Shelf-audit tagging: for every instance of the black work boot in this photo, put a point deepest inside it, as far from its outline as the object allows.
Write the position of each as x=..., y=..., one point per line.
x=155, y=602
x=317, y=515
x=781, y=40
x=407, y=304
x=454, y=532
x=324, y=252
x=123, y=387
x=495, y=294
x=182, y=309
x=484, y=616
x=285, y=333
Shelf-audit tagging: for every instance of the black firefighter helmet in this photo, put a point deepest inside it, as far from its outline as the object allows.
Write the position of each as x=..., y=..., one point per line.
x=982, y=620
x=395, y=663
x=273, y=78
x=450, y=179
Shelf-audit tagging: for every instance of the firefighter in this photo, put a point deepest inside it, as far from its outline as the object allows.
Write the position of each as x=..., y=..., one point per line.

::::

Work to complete:
What the task asks for is a word-for-word repeat of the lines above, from the first through the one containing "Shelf-audit tagging: for every instance of the firefighter".

Solution for this task:
Shelf-audit tagging: for every instance of the black work boot in this photo, put a point deepest inside it, as far from its outline as the object allows.
Write the position of each as x=..., y=..., one point per line.
x=155, y=602
x=317, y=515
x=781, y=40
x=407, y=304
x=454, y=532
x=324, y=252
x=123, y=387
x=495, y=294
x=182, y=309
x=484, y=616
x=285, y=333
Shelf-audit tagging: for every instance of the black firefighter helmet in this photo, put a point deepest inside it, as far from its outline as the object allows.
Write the position of each as x=..., y=..., one point per line.
x=982, y=620
x=395, y=663
x=273, y=78
x=450, y=179
Shelf-audit tagging: for every instance of the firefighter in this photo, put a point deepest inside it, as far from its outline as the object allows.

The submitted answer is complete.